Given text
A couple of examples of Scania’s new generation of heavy electric vehicles have already been announced. For instance in 2019, Scania announced a battery-electric version of its Citywide city bus, which entered production in 2022. Sized for a seating capacity of 35 passengers and a total capacity of 100 persons, the Citywide BEV can integrate either 8 or 10 packs, for up to 254 kWh or 330 kWh of NMC-based energy storage. Both selections entail an estimated 320 km of range depending on driving, operational and environmental conditions (the 10 pack option likely being recommended for more energy-intensive routes and locations).

The Citywide BEV’s powertrain integrates an oil spray cooled electric motor built for 250 kW of continuous power and 300 kW of peak output, as well as a two-speed gearbox and a braking system combining energy recuperation with electro-pneumatic disc brakes.

Additionally in 2020, the company announced the official market launch of its first battery-electric truck model (simply called Scania BEV) which comes with either a five module battery pack for a capacity of 165 kWh and a range of 130 km, or a nine module pack storing up to 300 kWh and enabling 250 km of driving distance.

The Scania BEV integrates one of its battery modules in what used to be the engine tunnel, with the chassis mounting the remaining four to eight modules, and its electric motor produces up to 230 kW.

“These were vehicles aimed at urban transportations of people and goods, and hence the kinds of distances needed for driving within city limits, but in 2023 we started production of our first regional truck platform for long-haul freight movement, and in Brussels in October we announced our first regional electric bus too,” Persson notes.

Key enhancements for the regional trucks over the urban truck (which comes in both trailer and rigid versions, and up to 64 tonnes gross train weight) include bigger battery packs with up to 624 kWh of energy and so enabling up to 390 km of range between charges depending on driving style, weather, payload and other factors.

“Regulations define our pack engineering and integration philosophy somewhat there: legislation dictates that truck drivers are allowed to drive for four-and-a-half hours, and then they must take a 45 minute break before they can drive four-and-a-half hours again,” Persson says. “That strongly influences boundaries for how much energy you want or need to store on the trucks, as do EU rules saying that you can carry up to 40 t of weight on trucks, or 42 t for EV trucks as it’s estimated that electric truck powertrains are about 2 t heavier than their ICE-based counterparts. So we’ve designed the packs to enable 4.5 hours of driving and then to accept fast-charging to replenish them in 45 minutes.”

They will also feature larger e-motors, which come as part of Scania’s new EM C1-4 powertrain series. These are designed as single permanent magnet synchronous machines combined in a single unit with a four-speed gearbox. Scania has announced the powertrain will be supplied in five different power levels (270, 300, 330, 360, 400 and 450 kW), enabling the regional e-trucks to match the hauling power needed for varying routes and applications.

Records supplied

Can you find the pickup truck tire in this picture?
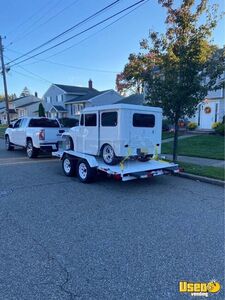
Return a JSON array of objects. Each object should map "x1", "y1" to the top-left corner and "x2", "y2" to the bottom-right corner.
[
  {"x1": 26, "y1": 139, "x2": 39, "y2": 158},
  {"x1": 77, "y1": 159, "x2": 97, "y2": 183},
  {"x1": 102, "y1": 144, "x2": 118, "y2": 165},
  {"x1": 62, "y1": 155, "x2": 76, "y2": 177},
  {"x1": 5, "y1": 135, "x2": 14, "y2": 151}
]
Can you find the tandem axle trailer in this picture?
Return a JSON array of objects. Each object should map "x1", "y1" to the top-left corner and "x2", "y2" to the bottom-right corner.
[{"x1": 53, "y1": 150, "x2": 179, "y2": 183}]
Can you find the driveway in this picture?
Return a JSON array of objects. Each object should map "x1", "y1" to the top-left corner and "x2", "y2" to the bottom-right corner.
[{"x1": 0, "y1": 141, "x2": 224, "y2": 300}]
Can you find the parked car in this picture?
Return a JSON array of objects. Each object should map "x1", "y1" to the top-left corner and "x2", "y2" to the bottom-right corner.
[
  {"x1": 64, "y1": 104, "x2": 162, "y2": 165},
  {"x1": 5, "y1": 117, "x2": 64, "y2": 158}
]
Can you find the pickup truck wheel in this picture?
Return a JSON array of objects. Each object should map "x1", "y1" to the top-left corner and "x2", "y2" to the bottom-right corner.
[
  {"x1": 5, "y1": 135, "x2": 14, "y2": 151},
  {"x1": 62, "y1": 155, "x2": 76, "y2": 177},
  {"x1": 77, "y1": 159, "x2": 97, "y2": 183},
  {"x1": 102, "y1": 144, "x2": 118, "y2": 165},
  {"x1": 26, "y1": 140, "x2": 39, "y2": 158}
]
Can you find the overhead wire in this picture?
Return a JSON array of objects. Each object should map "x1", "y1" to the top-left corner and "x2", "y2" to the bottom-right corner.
[
  {"x1": 8, "y1": 0, "x2": 80, "y2": 44},
  {"x1": 7, "y1": 0, "x2": 147, "y2": 67},
  {"x1": 43, "y1": 0, "x2": 150, "y2": 59},
  {"x1": 6, "y1": 0, "x2": 121, "y2": 63}
]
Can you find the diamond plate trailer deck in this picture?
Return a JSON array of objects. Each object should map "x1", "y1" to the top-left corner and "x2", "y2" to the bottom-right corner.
[{"x1": 53, "y1": 150, "x2": 179, "y2": 183}]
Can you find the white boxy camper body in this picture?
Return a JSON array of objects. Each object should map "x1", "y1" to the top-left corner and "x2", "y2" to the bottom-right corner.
[
  {"x1": 66, "y1": 104, "x2": 162, "y2": 163},
  {"x1": 54, "y1": 104, "x2": 179, "y2": 183}
]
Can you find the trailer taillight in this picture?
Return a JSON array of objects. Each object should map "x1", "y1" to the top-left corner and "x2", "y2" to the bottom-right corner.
[
  {"x1": 39, "y1": 129, "x2": 45, "y2": 140},
  {"x1": 113, "y1": 174, "x2": 122, "y2": 180}
]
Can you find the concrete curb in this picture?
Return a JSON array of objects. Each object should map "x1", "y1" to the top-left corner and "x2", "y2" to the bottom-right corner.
[{"x1": 174, "y1": 172, "x2": 225, "y2": 187}]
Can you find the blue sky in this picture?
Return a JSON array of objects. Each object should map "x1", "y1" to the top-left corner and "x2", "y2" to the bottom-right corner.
[{"x1": 0, "y1": 0, "x2": 225, "y2": 97}]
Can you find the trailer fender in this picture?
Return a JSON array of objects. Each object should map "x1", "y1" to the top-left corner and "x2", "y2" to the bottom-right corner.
[{"x1": 61, "y1": 150, "x2": 98, "y2": 168}]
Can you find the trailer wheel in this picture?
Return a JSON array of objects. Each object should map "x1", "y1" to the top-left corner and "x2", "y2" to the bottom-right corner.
[
  {"x1": 5, "y1": 135, "x2": 14, "y2": 151},
  {"x1": 62, "y1": 155, "x2": 76, "y2": 177},
  {"x1": 77, "y1": 159, "x2": 97, "y2": 183},
  {"x1": 102, "y1": 144, "x2": 118, "y2": 165}
]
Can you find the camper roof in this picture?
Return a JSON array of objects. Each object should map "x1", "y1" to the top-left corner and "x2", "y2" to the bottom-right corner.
[{"x1": 83, "y1": 104, "x2": 162, "y2": 113}]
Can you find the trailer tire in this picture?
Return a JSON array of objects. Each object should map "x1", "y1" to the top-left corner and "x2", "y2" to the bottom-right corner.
[
  {"x1": 5, "y1": 135, "x2": 14, "y2": 151},
  {"x1": 77, "y1": 159, "x2": 97, "y2": 183},
  {"x1": 102, "y1": 144, "x2": 118, "y2": 166},
  {"x1": 62, "y1": 155, "x2": 76, "y2": 177}
]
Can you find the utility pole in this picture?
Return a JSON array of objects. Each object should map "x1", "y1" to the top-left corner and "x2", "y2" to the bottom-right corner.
[{"x1": 0, "y1": 36, "x2": 10, "y2": 125}]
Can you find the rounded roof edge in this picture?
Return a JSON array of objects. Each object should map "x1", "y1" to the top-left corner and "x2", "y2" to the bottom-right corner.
[{"x1": 83, "y1": 103, "x2": 162, "y2": 112}]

Required work
• A. From the listing, copy out verbatim the part that opens with the line containing "Can you find the trailer tire" and runs through the final line of the listing.
• B. Continue the passage on Scania's electric buses and trucks from the point where it ends.

Replies
• A.
Can you find the trailer tire in this picture?
Return a JSON array of objects. Each object should map "x1", "y1" to the top-left corner and "x2", "y2" to the bottom-right corner.
[
  {"x1": 5, "y1": 135, "x2": 14, "y2": 151},
  {"x1": 77, "y1": 159, "x2": 97, "y2": 183},
  {"x1": 102, "y1": 144, "x2": 118, "y2": 166},
  {"x1": 62, "y1": 155, "x2": 76, "y2": 177}
]
Can you find the utility pole in this picture?
Return a JSON array of objects. Each object should map "x1", "y1" to the top-left corner and "x2", "y2" to the bottom-right corner.
[{"x1": 0, "y1": 36, "x2": 10, "y2": 125}]
Can you find the rounded roof edge in this picture?
Return a JSON array of objects. Each object should map "x1", "y1" to the top-left corner and "x2", "y2" to the bottom-right corner.
[{"x1": 83, "y1": 103, "x2": 162, "y2": 112}]

• B.
Similarly, Scania’s regional electric bus will integrate much larger packs than its urban counterpart. One option is to carry four such packs for 416 kWh, with the other being five packs for 520 kWh. Range estimates for either configuration are currently at least 400 km for the lower pack count and at least 500 km for the greater figure; these also come with fast-charging times of approximately 150 minutes and 170 minutes respectively, their packs having been engineered for 200 A DC plug-in rechargers as of writing. Its motor meanwhile will be an e-machine designed for 300 kW peak output and 250 kW of continuous power.

Industry 4.0

Future work towards key enabling technologies for commercial e-mobility such as faster-charging batteries, more energy- and power-efficient drivetrains, and more resource-efficient production is aided by the proximity of Scania’s battery factory to numerous electrification-centric universities.

Persson highlights for instance KTH (the Royal Institute of Technology) in Stockholm: that university’s Integrated Transport Research Lab typically has numerous rolling research projects directly testing how differing configurations of electric vehicles, charging infrastructure, and EV route analytics can result in higher usage of sustainable mobility, lower nationwide emissions and better health of the Swedish population.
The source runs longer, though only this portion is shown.